Write out, character for character, the stretch of the material below from the line containing "Report the location of every instance of the wooden" through the line containing "Query: woman in black gown", including both of those lines.

Object position labeling entries

-- Start --

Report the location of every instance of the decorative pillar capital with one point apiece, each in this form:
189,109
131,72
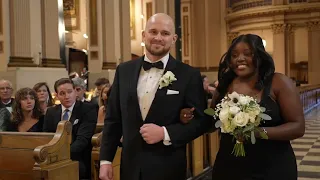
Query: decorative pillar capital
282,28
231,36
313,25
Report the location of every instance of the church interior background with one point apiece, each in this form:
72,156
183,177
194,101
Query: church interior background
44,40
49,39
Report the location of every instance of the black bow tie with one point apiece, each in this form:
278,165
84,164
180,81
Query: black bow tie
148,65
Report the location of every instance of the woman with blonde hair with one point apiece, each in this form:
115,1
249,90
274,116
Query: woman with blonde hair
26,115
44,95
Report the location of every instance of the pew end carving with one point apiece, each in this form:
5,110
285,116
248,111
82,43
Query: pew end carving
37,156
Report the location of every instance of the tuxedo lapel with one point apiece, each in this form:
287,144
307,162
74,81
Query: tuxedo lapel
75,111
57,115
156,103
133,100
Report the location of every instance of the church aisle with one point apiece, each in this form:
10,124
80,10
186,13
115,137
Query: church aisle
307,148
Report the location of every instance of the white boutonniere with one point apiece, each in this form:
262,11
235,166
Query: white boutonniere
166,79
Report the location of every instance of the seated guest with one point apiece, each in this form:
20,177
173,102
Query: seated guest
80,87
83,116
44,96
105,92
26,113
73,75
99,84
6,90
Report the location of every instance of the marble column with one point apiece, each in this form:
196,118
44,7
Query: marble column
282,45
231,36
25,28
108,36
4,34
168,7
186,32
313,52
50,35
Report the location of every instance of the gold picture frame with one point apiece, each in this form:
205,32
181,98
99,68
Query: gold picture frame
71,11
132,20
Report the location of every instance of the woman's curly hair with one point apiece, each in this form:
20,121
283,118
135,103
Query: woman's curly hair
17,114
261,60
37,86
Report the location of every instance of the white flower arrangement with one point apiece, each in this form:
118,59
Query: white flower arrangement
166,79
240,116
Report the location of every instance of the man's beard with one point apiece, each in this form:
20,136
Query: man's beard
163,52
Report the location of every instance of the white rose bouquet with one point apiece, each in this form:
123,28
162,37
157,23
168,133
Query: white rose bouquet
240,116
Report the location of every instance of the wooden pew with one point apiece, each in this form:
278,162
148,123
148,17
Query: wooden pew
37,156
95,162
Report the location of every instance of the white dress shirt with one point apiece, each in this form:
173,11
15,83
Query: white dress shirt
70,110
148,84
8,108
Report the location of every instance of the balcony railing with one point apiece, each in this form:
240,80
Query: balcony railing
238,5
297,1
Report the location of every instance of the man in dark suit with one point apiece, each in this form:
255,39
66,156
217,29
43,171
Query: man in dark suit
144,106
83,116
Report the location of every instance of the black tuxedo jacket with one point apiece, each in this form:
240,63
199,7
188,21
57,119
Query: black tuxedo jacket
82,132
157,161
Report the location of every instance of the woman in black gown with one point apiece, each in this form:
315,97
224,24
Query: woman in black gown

-- End --
-- Start --

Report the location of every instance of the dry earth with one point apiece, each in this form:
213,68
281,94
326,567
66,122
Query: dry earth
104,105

-- End --

Expected output:
Report the location of every instance of the wooden pew with one point apiece, each in this form:
278,162
148,123
148,17
Query: wooden pew
37,156
95,162
Report the location of every instance of the white dress shirt with one point apiece, each in this form:
173,11
15,83
Query: white dress shirt
70,110
148,84
8,108
Report the location of every instance of the balcony railing with one point apiece, each in this form:
240,80
Query: balcony railing
238,5
297,1
Report the location of every instance of the man in dark suit with one point apiece, each in this form:
255,39
66,156
217,29
43,171
Query: man in dark suit
144,106
83,116
Report the location of every instance of the black tuxedo jacket with one point apiece, each in this form:
240,63
199,7
188,21
57,119
Query: black tuxedo jacket
82,132
157,161
Report the location of every instance of the woman in black gown with one point apiece, each in this form:
315,97
224,24
Query: woman in black gown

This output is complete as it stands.